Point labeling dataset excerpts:
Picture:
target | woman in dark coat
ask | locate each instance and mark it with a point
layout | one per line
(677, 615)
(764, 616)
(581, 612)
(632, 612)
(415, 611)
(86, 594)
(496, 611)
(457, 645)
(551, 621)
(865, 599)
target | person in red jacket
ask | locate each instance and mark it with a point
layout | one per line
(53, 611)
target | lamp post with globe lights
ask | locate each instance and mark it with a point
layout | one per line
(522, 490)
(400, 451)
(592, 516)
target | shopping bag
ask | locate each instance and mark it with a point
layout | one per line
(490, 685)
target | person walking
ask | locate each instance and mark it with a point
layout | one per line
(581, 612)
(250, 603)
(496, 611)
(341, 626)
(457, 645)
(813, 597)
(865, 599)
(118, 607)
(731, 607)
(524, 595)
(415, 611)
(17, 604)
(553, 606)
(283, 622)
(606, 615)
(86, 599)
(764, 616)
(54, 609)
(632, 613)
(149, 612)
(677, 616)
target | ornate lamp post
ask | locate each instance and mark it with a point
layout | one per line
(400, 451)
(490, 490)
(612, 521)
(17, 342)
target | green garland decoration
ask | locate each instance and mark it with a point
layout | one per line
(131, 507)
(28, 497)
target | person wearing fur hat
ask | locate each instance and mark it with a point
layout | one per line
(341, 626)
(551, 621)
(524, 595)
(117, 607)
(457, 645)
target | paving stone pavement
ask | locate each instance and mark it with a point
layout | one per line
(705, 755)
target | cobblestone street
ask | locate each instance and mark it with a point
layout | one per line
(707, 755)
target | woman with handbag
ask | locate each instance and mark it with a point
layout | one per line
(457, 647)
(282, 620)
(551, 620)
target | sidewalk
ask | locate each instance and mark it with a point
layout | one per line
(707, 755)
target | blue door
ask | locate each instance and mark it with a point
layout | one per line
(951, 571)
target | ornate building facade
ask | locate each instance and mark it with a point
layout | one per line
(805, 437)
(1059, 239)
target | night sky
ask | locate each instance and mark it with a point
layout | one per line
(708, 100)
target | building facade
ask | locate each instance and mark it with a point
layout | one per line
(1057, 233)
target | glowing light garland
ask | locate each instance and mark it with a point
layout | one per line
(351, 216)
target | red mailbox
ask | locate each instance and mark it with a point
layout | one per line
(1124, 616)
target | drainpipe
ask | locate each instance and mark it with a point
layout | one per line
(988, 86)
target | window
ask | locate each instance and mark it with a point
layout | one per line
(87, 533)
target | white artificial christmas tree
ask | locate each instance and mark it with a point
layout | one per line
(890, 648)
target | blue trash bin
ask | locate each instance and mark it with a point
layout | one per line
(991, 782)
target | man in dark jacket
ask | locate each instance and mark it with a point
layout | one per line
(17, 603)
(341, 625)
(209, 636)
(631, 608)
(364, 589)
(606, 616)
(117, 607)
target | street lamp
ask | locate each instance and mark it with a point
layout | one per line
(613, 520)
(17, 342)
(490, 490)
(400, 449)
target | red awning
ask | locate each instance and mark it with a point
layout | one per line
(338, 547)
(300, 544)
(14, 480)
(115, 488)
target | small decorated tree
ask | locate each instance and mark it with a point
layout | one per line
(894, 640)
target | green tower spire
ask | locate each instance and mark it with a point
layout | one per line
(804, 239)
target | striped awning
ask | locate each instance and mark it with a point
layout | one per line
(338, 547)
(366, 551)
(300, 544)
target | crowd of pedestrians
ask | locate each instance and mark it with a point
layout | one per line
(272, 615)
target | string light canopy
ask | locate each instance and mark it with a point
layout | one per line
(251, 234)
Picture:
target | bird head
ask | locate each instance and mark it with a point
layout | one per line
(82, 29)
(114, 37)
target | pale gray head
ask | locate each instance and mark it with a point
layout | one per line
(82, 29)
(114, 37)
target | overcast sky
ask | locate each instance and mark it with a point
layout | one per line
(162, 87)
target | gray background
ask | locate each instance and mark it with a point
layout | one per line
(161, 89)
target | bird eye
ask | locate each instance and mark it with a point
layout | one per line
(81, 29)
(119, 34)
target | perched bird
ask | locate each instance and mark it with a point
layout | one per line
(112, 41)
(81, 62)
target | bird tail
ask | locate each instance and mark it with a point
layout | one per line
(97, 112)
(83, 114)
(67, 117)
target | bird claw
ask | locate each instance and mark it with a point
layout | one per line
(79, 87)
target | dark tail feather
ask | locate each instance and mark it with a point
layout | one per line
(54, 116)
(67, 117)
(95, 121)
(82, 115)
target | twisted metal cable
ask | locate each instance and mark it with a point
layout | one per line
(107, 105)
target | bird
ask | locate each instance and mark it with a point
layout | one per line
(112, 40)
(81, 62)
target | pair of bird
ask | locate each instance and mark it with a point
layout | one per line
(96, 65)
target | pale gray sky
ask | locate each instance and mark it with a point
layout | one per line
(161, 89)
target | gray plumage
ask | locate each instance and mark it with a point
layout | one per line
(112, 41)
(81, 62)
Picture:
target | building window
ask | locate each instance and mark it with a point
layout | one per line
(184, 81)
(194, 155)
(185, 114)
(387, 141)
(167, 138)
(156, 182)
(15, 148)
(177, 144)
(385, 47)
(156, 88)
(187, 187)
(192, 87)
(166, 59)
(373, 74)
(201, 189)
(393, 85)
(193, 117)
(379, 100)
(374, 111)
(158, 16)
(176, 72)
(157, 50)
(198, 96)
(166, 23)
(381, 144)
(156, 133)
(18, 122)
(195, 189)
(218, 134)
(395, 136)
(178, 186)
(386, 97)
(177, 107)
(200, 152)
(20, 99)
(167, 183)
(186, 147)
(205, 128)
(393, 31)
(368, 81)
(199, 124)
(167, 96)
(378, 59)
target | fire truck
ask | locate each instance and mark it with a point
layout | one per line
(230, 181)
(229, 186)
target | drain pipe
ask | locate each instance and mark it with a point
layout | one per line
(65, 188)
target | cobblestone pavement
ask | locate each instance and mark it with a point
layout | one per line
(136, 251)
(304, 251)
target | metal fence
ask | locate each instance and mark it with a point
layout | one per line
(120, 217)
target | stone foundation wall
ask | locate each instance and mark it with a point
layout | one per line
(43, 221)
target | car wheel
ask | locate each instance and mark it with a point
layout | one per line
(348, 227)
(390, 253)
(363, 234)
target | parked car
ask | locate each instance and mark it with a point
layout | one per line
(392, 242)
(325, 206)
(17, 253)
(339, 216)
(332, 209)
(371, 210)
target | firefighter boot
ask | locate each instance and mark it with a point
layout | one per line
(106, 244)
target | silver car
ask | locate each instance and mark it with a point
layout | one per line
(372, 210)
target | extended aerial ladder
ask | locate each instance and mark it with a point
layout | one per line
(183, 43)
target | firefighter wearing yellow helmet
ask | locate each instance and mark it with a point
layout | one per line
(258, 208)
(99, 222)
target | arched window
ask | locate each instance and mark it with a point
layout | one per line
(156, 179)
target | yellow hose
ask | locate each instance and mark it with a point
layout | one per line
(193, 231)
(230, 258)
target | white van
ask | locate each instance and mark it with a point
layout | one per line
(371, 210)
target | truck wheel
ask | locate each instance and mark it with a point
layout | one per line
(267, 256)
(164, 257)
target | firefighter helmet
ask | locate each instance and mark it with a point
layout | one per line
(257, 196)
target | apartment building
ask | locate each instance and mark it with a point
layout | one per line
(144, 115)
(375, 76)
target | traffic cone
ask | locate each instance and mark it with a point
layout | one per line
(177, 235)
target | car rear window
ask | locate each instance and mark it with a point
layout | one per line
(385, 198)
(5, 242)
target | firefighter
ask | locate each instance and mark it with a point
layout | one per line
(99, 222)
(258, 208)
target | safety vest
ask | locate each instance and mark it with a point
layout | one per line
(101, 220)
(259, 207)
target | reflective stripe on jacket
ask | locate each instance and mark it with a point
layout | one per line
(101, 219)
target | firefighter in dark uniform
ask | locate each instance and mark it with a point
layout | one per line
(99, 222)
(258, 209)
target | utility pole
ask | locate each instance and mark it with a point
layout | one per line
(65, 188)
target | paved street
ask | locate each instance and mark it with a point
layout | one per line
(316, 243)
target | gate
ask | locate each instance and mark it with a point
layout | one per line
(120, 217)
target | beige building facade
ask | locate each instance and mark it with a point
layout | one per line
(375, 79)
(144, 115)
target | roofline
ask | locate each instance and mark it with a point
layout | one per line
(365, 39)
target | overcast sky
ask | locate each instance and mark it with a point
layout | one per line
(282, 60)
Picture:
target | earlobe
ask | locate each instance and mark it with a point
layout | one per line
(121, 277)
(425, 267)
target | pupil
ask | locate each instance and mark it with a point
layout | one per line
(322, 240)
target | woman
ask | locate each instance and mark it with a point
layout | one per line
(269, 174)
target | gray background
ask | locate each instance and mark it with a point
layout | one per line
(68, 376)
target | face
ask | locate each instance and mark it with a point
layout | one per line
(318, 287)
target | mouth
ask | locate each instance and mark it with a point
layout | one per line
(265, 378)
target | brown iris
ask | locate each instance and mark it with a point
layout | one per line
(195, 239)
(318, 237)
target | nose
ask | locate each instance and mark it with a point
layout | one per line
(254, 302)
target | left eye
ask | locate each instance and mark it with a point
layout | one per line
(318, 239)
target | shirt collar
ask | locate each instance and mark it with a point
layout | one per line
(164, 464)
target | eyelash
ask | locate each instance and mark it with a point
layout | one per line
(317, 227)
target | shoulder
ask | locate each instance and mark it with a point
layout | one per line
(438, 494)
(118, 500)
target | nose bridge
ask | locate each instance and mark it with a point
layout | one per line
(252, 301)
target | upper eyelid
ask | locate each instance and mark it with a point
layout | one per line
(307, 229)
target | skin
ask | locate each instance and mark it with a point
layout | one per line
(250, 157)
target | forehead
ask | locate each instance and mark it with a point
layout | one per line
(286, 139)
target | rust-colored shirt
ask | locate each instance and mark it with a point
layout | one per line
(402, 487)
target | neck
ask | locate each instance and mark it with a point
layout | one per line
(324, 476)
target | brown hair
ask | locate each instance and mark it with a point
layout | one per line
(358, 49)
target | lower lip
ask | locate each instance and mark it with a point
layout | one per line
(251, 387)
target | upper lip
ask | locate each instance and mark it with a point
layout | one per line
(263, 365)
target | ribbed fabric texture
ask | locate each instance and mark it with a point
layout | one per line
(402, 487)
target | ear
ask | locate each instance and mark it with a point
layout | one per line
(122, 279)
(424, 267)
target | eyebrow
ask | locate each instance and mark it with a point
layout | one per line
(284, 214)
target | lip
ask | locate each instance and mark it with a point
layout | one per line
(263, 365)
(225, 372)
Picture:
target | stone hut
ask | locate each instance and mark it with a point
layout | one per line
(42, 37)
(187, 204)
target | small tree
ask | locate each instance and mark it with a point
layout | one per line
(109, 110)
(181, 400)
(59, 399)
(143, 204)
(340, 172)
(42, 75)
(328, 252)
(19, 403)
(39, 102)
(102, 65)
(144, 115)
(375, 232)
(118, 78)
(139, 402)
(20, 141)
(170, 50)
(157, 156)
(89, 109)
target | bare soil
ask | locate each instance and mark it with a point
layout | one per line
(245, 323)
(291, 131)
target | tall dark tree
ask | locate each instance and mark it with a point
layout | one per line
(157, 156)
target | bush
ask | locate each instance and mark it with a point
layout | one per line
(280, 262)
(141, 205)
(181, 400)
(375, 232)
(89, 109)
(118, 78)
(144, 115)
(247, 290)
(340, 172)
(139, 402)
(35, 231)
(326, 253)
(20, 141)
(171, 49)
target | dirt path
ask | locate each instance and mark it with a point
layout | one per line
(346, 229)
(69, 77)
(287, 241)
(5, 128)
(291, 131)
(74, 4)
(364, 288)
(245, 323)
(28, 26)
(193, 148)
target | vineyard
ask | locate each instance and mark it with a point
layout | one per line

THE PROBLEM:
Copy exactly, and only, the lines from the one containing "target | eyebrow" through the last line of the listing.

IN RESPONSE:
target | eyebrow
ask | locate each instance and mark it with a point
layout | one per line
(284, 214)
target | lip
ask | locate each instance and mark it with a point
layout | one per line
(263, 365)
(225, 372)
Picture:
target | stone hut
ask | locate each instance and mark it with a point
layout | one per line
(42, 37)
(187, 204)
target | small tree
ask | locate each instance and mark it with a point
layout | one per line
(109, 110)
(181, 400)
(59, 399)
(143, 204)
(340, 172)
(42, 75)
(328, 252)
(19, 403)
(39, 102)
(102, 65)
(144, 115)
(375, 232)
(118, 78)
(139, 402)
(20, 141)
(170, 50)
(157, 156)
(89, 109)
target | bare soil
ask | locate each instance and mark it with a point
layout | one per line
(245, 323)
(291, 131)
target | tall dark tree
ask | locate each instance and mark it with a point
layout | one per line
(157, 156)
target | bush
ask | locate each instance and mark it with a point
layout | one per line
(280, 262)
(141, 205)
(181, 400)
(375, 232)
(89, 109)
(118, 78)
(144, 115)
(247, 290)
(340, 172)
(139, 402)
(35, 231)
(326, 253)
(20, 141)
(171, 49)
target | dirt path
ask | locate each instance and mark it with a point
layout | one per line
(346, 229)
(69, 77)
(287, 241)
(5, 128)
(291, 131)
(74, 4)
(364, 288)
(245, 323)
(28, 26)
(193, 148)
target | vineyard
ask | locate each instance and mark it with a point
layout | one per line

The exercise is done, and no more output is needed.